BRIEF
In the records below, work out how many lines hold the word "water". Report the number alone.

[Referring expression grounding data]
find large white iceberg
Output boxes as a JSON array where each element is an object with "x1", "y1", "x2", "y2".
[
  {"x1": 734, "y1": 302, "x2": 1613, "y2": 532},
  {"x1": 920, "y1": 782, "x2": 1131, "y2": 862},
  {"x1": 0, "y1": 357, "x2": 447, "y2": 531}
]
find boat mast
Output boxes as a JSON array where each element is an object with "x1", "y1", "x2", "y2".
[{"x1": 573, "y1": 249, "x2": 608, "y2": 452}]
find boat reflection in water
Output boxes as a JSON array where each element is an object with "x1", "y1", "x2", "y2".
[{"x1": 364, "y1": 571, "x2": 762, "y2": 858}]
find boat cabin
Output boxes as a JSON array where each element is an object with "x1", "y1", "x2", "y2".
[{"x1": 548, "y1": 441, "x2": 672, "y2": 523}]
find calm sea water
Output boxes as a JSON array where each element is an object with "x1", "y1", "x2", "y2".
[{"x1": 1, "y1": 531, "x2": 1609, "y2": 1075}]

SOLVED PROBLEM
2